━━━ Data for the task
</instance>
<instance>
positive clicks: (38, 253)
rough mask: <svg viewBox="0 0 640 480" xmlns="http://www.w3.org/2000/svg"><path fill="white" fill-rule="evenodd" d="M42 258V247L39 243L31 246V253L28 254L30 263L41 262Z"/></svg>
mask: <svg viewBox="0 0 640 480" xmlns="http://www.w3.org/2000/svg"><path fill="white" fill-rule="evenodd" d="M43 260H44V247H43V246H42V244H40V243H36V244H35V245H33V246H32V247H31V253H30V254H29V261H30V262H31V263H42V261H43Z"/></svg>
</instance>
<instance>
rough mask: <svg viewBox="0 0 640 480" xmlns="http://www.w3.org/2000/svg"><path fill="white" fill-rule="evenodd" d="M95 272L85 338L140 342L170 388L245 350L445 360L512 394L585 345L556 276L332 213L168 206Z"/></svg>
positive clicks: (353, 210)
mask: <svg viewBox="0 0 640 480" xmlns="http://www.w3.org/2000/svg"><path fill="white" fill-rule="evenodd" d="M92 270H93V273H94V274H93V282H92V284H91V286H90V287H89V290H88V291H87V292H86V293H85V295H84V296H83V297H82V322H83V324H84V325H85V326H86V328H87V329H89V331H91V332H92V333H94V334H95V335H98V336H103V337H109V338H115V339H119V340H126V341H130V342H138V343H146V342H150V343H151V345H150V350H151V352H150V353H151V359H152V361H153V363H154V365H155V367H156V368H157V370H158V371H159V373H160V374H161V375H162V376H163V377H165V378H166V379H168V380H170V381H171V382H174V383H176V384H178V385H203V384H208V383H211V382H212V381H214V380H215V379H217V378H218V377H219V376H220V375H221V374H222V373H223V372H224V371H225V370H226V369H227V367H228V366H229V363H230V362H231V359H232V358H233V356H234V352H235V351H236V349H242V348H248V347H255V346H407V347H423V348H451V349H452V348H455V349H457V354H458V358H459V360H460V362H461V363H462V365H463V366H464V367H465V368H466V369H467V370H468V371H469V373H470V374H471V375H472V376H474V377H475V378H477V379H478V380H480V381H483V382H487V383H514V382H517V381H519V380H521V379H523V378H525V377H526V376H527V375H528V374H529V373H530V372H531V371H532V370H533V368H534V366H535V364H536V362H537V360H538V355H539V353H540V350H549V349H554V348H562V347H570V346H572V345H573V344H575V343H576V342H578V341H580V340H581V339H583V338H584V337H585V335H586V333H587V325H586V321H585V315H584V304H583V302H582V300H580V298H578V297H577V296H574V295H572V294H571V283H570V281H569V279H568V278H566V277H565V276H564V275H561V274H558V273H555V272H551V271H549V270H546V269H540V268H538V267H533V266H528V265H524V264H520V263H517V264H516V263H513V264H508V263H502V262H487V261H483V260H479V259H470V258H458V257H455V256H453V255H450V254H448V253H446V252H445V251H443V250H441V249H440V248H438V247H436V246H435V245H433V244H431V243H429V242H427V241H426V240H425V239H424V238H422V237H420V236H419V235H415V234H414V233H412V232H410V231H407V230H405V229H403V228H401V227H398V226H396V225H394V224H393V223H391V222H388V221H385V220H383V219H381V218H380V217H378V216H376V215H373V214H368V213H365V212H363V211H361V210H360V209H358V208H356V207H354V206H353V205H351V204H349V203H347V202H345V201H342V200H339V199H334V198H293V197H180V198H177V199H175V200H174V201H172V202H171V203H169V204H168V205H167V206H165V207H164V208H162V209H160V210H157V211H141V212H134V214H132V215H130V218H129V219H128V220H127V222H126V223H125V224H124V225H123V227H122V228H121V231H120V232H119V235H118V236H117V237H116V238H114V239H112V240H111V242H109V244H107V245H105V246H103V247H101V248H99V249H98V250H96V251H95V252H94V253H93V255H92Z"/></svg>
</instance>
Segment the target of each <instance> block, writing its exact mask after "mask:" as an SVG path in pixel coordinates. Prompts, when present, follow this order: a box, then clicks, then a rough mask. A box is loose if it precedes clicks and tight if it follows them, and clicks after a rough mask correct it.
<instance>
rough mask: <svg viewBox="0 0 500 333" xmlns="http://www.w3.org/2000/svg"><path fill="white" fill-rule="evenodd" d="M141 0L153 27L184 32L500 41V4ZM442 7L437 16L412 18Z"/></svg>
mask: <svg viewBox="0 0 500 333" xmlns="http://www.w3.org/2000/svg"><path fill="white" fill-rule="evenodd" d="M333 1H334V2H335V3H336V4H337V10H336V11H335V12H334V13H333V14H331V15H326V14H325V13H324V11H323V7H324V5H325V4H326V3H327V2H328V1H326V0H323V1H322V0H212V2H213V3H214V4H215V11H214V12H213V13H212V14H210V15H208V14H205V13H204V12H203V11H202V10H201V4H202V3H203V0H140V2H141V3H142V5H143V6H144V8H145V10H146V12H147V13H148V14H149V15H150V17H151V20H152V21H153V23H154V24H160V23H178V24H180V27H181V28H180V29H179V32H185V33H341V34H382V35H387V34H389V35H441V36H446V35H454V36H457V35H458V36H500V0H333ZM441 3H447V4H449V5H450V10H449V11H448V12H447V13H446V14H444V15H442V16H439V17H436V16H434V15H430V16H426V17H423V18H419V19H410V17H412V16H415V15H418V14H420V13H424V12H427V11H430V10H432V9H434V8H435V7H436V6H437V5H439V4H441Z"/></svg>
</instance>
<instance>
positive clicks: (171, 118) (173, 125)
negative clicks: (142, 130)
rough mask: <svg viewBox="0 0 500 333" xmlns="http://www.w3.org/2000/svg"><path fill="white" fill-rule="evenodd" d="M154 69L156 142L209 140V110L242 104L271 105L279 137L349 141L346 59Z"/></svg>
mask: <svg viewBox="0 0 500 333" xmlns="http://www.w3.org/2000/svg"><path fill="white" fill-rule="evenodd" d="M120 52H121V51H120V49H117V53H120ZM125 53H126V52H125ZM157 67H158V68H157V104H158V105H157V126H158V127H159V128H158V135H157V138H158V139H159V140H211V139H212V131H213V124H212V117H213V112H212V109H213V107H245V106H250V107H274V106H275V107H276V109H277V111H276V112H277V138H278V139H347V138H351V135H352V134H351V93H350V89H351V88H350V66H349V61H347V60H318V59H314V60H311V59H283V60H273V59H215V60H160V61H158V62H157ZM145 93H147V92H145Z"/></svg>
━━━━━━
▸ **Brief**
Once more and in full, please write out the listing above exactly.

▸ **The completed task**
</instance>
<instance>
positive clicks: (38, 253)
rough mask: <svg viewBox="0 0 640 480" xmlns="http://www.w3.org/2000/svg"><path fill="white" fill-rule="evenodd" d="M42 258V247L39 243L31 246V253L28 254L30 263L41 262Z"/></svg>
mask: <svg viewBox="0 0 640 480" xmlns="http://www.w3.org/2000/svg"><path fill="white" fill-rule="evenodd" d="M43 260H44V247H43V246H42V244H40V243H36V244H35V245H33V246H32V247H31V253H30V254H29V261H30V262H31V263H42V261H43Z"/></svg>
</instance>
<instance>
rough mask: <svg viewBox="0 0 640 480" xmlns="http://www.w3.org/2000/svg"><path fill="white" fill-rule="evenodd" d="M95 272L85 338L140 342L170 388L245 350L445 360L512 394L585 345L556 276L332 213L168 206Z"/></svg>
positive clicks: (353, 210)
mask: <svg viewBox="0 0 640 480" xmlns="http://www.w3.org/2000/svg"><path fill="white" fill-rule="evenodd" d="M92 270H93V273H94V274H93V282H92V284H91V286H90V287H89V290H88V291H87V292H86V293H85V295H84V296H83V297H82V322H83V324H84V325H85V326H86V328H87V329H89V331H91V332H92V333H94V334H95V335H98V336H103V337H109V338H115V339H119V340H126V341H130V342H138V343H146V342H150V343H151V345H150V350H151V352H150V353H151V359H152V361H153V363H154V365H155V367H156V368H157V370H158V371H159V373H160V374H161V375H162V376H163V377H165V378H166V379H168V380H170V381H171V382H174V383H176V384H178V385H203V384H208V383H211V382H212V381H214V380H215V379H217V378H218V377H219V376H220V375H221V374H222V373H223V372H224V371H225V370H226V369H227V367H228V366H229V363H230V362H231V359H232V358H233V356H234V352H235V351H236V349H242V348H248V347H255V346H407V347H423V348H451V349H452V348H455V349H457V354H458V358H459V360H460V362H461V363H462V365H463V366H464V367H465V368H466V369H467V370H468V371H469V373H470V374H471V375H472V376H474V377H475V378H477V379H478V380H480V381H483V382H487V383H514V382H517V381H519V380H521V379H523V378H525V377H526V376H527V375H528V374H529V373H530V372H531V371H532V370H533V368H534V366H535V364H536V362H537V360H538V355H539V353H540V350H549V349H554V348H562V347H570V346H572V345H573V344H575V343H576V342H578V341H580V340H581V339H583V338H584V337H585V335H586V333H587V325H586V321H585V315H584V304H583V302H582V300H580V298H578V297H577V296H574V295H572V294H571V283H570V281H569V279H568V278H566V277H565V276H564V275H561V274H558V273H555V272H551V271H549V270H546V269H540V268H538V267H533V266H528V265H524V264H520V263H517V264H516V263H513V264H508V263H502V262H487V261H483V260H479V259H470V258H458V257H455V256H453V255H450V254H448V253H446V252H445V251H443V250H441V249H440V248H438V247H436V246H435V245H433V244H431V243H429V242H427V241H426V240H425V239H424V238H422V237H420V236H419V235H415V234H414V233H412V232H410V231H407V230H405V229H403V228H401V227H398V226H396V225H394V224H393V223H391V222H388V221H385V220H383V219H381V218H380V217H378V216H376V215H373V214H368V213H365V212H363V211H361V210H360V209H358V208H356V207H354V206H353V205H351V204H349V203H347V202H345V201H342V200H339V199H334V198H293V197H180V198H177V199H175V200H174V201H172V202H171V203H169V204H168V205H167V206H165V207H164V208H162V209H160V210H157V211H141V212H134V214H132V215H130V218H129V219H128V220H127V222H126V223H125V224H124V225H123V227H122V228H121V231H120V232H119V235H118V236H117V237H116V238H114V239H112V240H111V242H109V244H107V245H105V246H103V247H101V248H99V249H98V250H96V251H95V252H94V253H93V255H92Z"/></svg>
</instance>
Segment the target of each <instance> block, writing its exact mask after "mask:" as an SVG path in pixel coordinates. Prompts, when present, follow this order: a box, then clicks, then a rough mask. A box is loose if it precedes clicks and tight if it follows them, and clicks after a rough mask correct it.
<instance>
rough mask: <svg viewBox="0 0 500 333" xmlns="http://www.w3.org/2000/svg"><path fill="white" fill-rule="evenodd" d="M141 0L153 27L184 32L500 41V4ZM442 7L437 16L412 18Z"/></svg>
mask: <svg viewBox="0 0 500 333" xmlns="http://www.w3.org/2000/svg"><path fill="white" fill-rule="evenodd" d="M333 1H334V2H335V3H336V4H337V10H336V11H335V12H334V13H333V14H331V15H326V14H325V13H324V11H323V7H324V5H325V4H326V3H327V2H328V1H326V0H323V1H322V0H212V2H213V3H214V4H215V11H214V12H213V13H212V14H210V15H208V14H205V13H204V12H203V11H202V10H201V4H202V3H203V0H140V2H141V3H142V5H143V6H144V8H145V10H146V12H147V13H148V14H149V15H150V17H151V20H152V21H153V23H154V24H160V23H178V24H180V27H181V28H180V29H179V32H185V33H341V34H382V35H387V34H389V35H441V36H446V35H454V36H457V35H458V36H500V0H333ZM441 3H447V4H449V5H450V10H449V11H448V12H447V13H446V14H444V15H442V16H439V17H436V16H434V15H430V16H426V17H423V18H419V19H410V17H412V16H415V15H418V14H420V13H424V12H427V11H430V10H432V9H434V8H435V7H436V6H437V5H439V4H441Z"/></svg>
</instance>
<instance>
positive clicks: (171, 118) (173, 125)
negative clicks: (142, 130)
rough mask: <svg viewBox="0 0 500 333" xmlns="http://www.w3.org/2000/svg"><path fill="white" fill-rule="evenodd" d="M154 69L156 142L209 140V110L242 104L271 105L279 137L349 141L346 59Z"/></svg>
mask: <svg viewBox="0 0 500 333" xmlns="http://www.w3.org/2000/svg"><path fill="white" fill-rule="evenodd" d="M120 52H121V51H120V49H117V53H120ZM125 53H126V52H125ZM157 67H158V68H157V104H158V105H157V126H158V127H159V128H158V135H157V138H158V139H159V140H211V139H212V131H213V124H212V117H213V112H212V109H213V107H245V106H250V107H274V106H275V107H276V109H277V111H276V112H277V138H278V139H347V138H351V135H352V134H351V93H350V89H351V88H350V66H349V61H347V60H318V59H314V60H311V59H283V60H273V59H215V60H160V61H158V62H157ZM145 93H147V92H145Z"/></svg>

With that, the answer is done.